## EXERCISE
From the entries below, tally the lines with "cream" in them and reply with that figure only.

GIVEN RECORDS Block Start

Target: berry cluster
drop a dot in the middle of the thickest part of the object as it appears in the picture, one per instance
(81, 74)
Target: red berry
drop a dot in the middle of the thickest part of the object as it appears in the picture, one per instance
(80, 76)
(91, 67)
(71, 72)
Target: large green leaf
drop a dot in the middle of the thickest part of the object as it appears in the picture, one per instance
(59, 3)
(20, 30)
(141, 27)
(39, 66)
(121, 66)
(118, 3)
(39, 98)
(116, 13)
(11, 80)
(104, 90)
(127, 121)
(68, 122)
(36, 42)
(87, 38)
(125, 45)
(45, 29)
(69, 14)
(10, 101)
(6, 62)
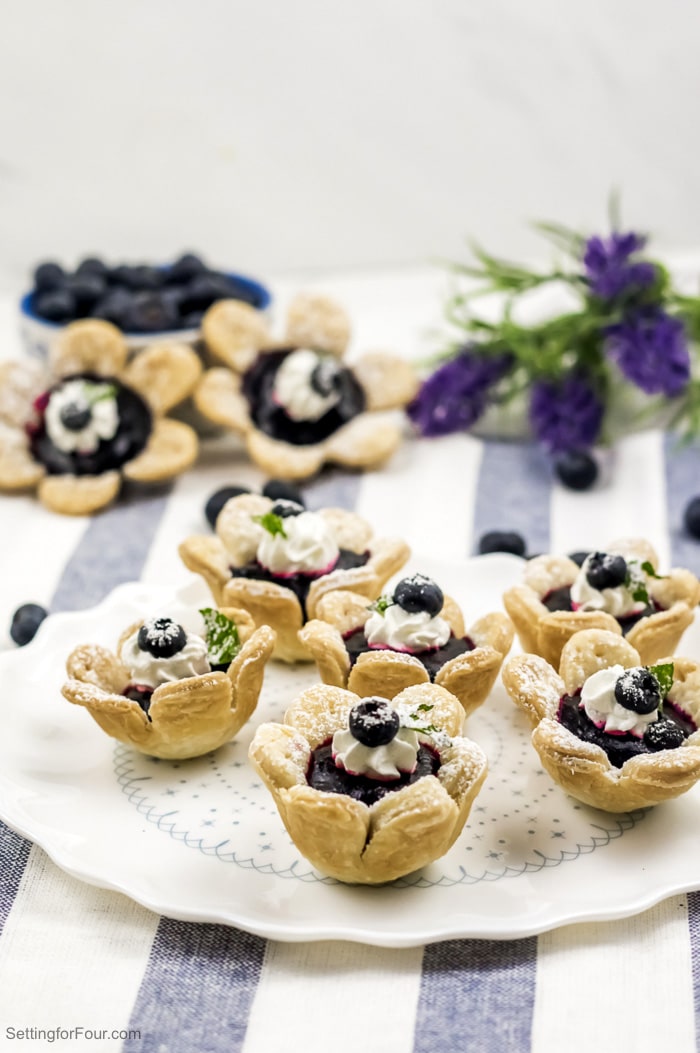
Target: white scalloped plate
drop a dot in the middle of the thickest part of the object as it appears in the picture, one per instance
(202, 841)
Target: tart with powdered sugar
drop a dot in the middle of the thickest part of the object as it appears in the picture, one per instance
(297, 403)
(172, 693)
(277, 560)
(415, 635)
(74, 430)
(368, 789)
(612, 731)
(620, 590)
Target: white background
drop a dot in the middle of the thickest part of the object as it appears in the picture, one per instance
(290, 136)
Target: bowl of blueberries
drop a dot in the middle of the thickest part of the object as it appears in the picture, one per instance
(147, 302)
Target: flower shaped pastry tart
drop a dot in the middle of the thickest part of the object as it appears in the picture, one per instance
(368, 789)
(171, 693)
(416, 635)
(611, 731)
(297, 404)
(76, 430)
(618, 590)
(277, 560)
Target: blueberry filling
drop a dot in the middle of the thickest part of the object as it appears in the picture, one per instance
(271, 418)
(131, 438)
(323, 775)
(356, 642)
(668, 732)
(560, 599)
(140, 693)
(299, 583)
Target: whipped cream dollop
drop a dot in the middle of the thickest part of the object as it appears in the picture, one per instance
(305, 384)
(401, 630)
(144, 668)
(386, 761)
(80, 414)
(307, 547)
(602, 708)
(618, 600)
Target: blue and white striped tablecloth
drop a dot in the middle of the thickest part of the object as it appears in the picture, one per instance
(73, 956)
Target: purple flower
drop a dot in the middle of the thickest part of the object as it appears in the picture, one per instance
(610, 267)
(565, 414)
(456, 395)
(651, 349)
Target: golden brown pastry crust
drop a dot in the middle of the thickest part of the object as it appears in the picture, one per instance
(271, 603)
(186, 718)
(316, 321)
(582, 769)
(470, 676)
(163, 375)
(346, 838)
(545, 633)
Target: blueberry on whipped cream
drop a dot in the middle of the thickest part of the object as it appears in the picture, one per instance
(307, 384)
(627, 712)
(608, 582)
(87, 424)
(381, 750)
(81, 414)
(411, 620)
(160, 652)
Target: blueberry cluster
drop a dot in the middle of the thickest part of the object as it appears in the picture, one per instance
(605, 571)
(138, 298)
(419, 593)
(276, 490)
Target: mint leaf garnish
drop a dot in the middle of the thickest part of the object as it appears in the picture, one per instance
(664, 676)
(222, 639)
(274, 524)
(380, 604)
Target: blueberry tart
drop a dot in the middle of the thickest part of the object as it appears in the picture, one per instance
(620, 590)
(75, 431)
(170, 692)
(297, 403)
(614, 732)
(277, 560)
(368, 789)
(415, 635)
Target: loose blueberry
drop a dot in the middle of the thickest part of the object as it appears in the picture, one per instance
(497, 540)
(161, 637)
(576, 470)
(115, 306)
(663, 734)
(56, 304)
(692, 517)
(150, 313)
(75, 417)
(638, 690)
(374, 721)
(286, 509)
(419, 593)
(48, 276)
(25, 622)
(605, 571)
(277, 490)
(218, 499)
(184, 269)
(94, 265)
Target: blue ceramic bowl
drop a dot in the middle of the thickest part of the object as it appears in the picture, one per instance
(38, 334)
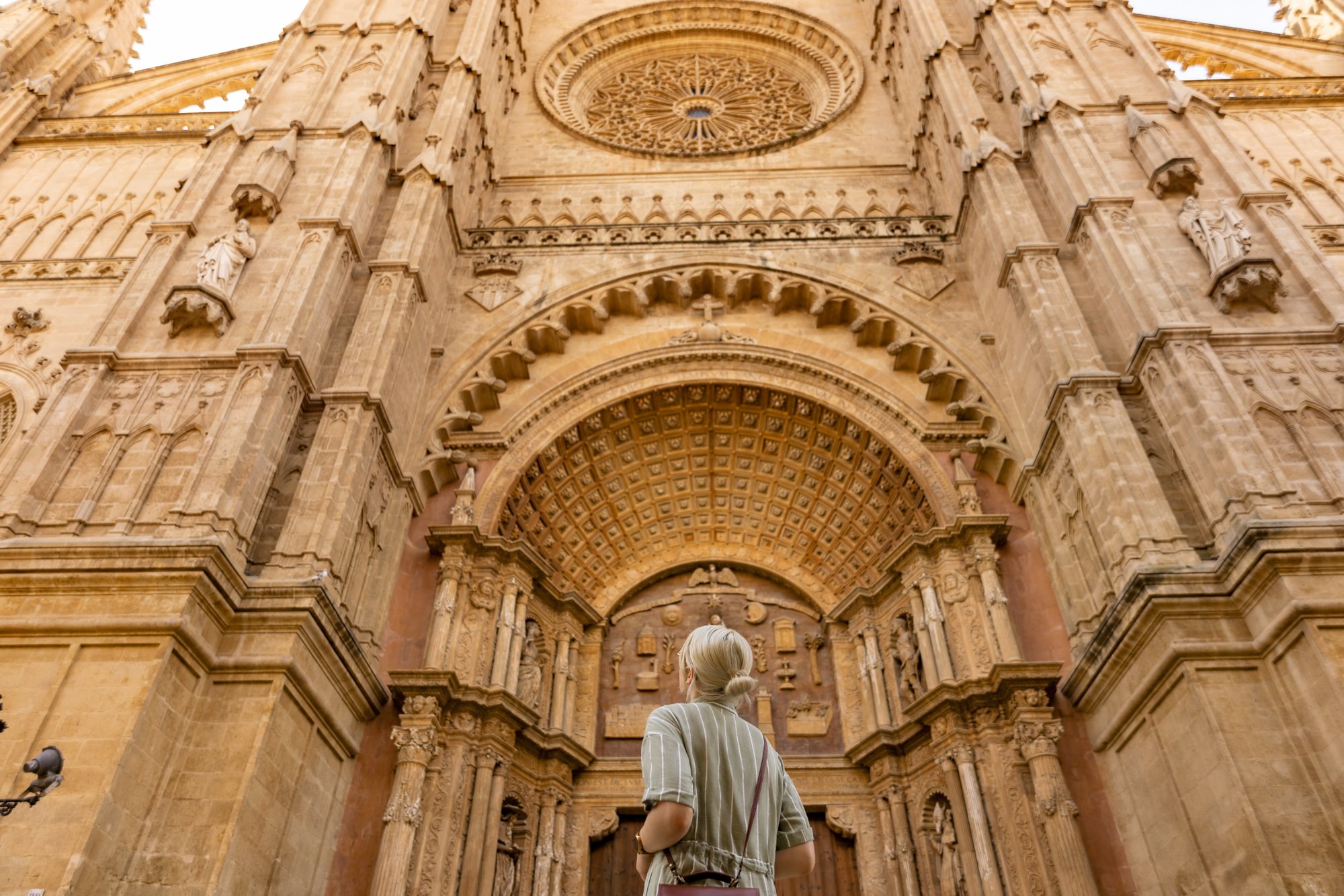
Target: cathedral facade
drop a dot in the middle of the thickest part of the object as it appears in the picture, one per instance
(366, 455)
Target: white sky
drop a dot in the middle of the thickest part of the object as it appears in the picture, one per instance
(187, 29)
(181, 30)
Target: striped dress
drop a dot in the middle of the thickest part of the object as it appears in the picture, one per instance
(704, 756)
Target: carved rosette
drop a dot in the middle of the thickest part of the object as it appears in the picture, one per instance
(1038, 738)
(416, 745)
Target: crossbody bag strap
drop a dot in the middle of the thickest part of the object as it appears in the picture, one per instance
(756, 801)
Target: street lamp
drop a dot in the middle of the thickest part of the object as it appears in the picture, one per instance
(46, 766)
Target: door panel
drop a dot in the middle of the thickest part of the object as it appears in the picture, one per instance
(612, 870)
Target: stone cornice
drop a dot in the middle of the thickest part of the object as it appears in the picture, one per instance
(233, 602)
(1263, 553)
(475, 543)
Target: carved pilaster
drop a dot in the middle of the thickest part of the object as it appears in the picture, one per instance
(1037, 742)
(415, 750)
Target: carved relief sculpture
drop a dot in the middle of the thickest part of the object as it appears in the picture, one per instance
(530, 667)
(814, 643)
(618, 658)
(907, 649)
(1222, 238)
(218, 269)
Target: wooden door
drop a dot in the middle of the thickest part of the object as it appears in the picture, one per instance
(837, 872)
(612, 864)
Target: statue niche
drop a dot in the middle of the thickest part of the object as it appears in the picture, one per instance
(796, 697)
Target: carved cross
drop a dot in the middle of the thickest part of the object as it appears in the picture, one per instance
(709, 306)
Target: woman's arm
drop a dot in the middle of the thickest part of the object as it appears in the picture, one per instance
(665, 827)
(795, 862)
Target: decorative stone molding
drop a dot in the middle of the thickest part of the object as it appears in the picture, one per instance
(1248, 280)
(700, 79)
(884, 230)
(198, 306)
(67, 269)
(497, 273)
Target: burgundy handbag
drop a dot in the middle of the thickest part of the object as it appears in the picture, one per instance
(689, 886)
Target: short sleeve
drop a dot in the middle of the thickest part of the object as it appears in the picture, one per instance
(667, 768)
(795, 828)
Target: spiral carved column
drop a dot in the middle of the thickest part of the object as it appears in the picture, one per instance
(416, 746)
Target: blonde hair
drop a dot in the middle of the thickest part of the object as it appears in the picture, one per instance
(721, 660)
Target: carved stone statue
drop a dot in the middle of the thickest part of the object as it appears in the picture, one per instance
(224, 259)
(950, 860)
(1220, 234)
(618, 659)
(908, 660)
(530, 667)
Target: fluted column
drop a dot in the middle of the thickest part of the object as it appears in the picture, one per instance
(998, 605)
(493, 842)
(505, 636)
(937, 633)
(952, 781)
(881, 705)
(562, 815)
(905, 848)
(479, 824)
(1037, 742)
(515, 654)
(560, 680)
(986, 863)
(416, 746)
(545, 844)
(931, 667)
(446, 605)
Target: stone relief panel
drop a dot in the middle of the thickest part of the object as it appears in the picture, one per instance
(795, 705)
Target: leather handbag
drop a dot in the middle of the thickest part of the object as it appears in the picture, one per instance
(689, 886)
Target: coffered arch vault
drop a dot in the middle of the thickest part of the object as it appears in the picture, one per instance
(740, 455)
(478, 398)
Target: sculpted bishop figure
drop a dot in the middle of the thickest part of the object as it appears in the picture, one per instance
(224, 259)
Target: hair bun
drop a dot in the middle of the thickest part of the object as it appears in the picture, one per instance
(739, 687)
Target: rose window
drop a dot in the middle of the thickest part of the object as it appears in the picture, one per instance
(691, 79)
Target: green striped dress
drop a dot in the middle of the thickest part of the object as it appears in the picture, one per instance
(704, 756)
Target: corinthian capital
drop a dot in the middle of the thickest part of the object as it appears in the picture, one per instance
(1038, 738)
(415, 745)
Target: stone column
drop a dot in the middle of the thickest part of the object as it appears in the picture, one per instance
(870, 718)
(515, 654)
(1037, 742)
(505, 636)
(905, 848)
(952, 780)
(416, 746)
(931, 668)
(937, 635)
(562, 815)
(560, 680)
(479, 824)
(493, 842)
(881, 705)
(545, 844)
(446, 605)
(998, 605)
(986, 863)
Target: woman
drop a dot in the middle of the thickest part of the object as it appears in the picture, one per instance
(701, 764)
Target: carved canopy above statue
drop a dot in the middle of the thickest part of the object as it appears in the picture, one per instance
(704, 467)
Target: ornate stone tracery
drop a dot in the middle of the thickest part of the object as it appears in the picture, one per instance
(691, 79)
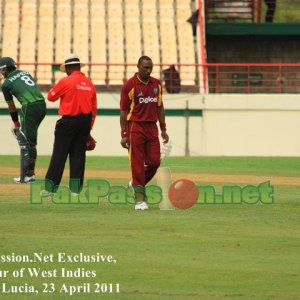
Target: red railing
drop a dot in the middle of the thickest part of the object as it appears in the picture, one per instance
(277, 11)
(244, 78)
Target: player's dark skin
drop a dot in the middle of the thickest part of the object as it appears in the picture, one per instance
(145, 68)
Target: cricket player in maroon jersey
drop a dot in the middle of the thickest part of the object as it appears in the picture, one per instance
(141, 107)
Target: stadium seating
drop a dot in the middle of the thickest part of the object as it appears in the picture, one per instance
(109, 36)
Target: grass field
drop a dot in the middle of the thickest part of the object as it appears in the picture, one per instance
(218, 251)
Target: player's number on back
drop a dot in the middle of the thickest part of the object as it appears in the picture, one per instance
(27, 80)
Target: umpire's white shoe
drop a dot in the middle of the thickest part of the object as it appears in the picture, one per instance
(141, 206)
(26, 179)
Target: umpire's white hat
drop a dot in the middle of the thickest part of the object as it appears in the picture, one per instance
(71, 59)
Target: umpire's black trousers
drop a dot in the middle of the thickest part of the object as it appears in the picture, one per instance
(71, 133)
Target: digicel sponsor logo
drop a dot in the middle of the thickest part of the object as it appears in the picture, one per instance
(147, 99)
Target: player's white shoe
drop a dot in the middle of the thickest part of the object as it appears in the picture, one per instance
(141, 206)
(26, 179)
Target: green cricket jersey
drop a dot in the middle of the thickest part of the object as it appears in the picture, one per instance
(21, 85)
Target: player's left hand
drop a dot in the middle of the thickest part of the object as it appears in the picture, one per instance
(15, 129)
(164, 136)
(125, 142)
(90, 143)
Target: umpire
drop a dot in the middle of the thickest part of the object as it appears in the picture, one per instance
(78, 108)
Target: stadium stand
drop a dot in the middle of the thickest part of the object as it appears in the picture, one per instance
(108, 36)
(10, 36)
(45, 38)
(98, 45)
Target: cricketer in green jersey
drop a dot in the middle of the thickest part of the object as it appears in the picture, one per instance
(22, 86)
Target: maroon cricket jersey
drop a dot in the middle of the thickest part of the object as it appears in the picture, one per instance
(141, 100)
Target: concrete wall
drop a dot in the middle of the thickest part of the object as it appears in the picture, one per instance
(231, 125)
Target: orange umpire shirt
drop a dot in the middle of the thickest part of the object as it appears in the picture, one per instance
(77, 95)
(141, 100)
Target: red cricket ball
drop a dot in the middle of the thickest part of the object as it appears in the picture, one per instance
(183, 193)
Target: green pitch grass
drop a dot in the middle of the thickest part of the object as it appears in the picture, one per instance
(206, 252)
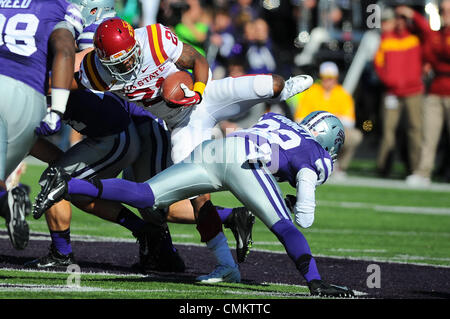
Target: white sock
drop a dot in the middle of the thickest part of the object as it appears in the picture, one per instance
(219, 247)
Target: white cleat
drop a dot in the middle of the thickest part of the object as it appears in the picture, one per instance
(222, 273)
(416, 180)
(295, 85)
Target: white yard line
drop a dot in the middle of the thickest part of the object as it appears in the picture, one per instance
(354, 181)
(388, 208)
(10, 287)
(399, 259)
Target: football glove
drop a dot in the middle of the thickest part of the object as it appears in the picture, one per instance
(290, 201)
(191, 98)
(301, 219)
(50, 124)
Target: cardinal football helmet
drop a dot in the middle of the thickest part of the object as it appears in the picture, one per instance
(327, 130)
(94, 10)
(117, 48)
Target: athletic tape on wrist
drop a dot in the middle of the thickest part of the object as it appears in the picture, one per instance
(59, 99)
(199, 87)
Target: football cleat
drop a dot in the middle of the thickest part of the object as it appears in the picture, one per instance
(222, 273)
(323, 289)
(53, 260)
(241, 221)
(54, 190)
(156, 251)
(295, 85)
(15, 207)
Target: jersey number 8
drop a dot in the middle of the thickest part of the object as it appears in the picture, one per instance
(19, 41)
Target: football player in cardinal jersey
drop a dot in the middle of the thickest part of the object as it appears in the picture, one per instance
(33, 36)
(134, 63)
(105, 121)
(248, 163)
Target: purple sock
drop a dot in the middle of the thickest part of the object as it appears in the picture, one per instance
(3, 193)
(61, 241)
(297, 248)
(129, 220)
(138, 195)
(223, 212)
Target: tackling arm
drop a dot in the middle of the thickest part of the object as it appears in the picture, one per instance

GIVEN RECORDS Block End

## EXERCISE SOLUTION
2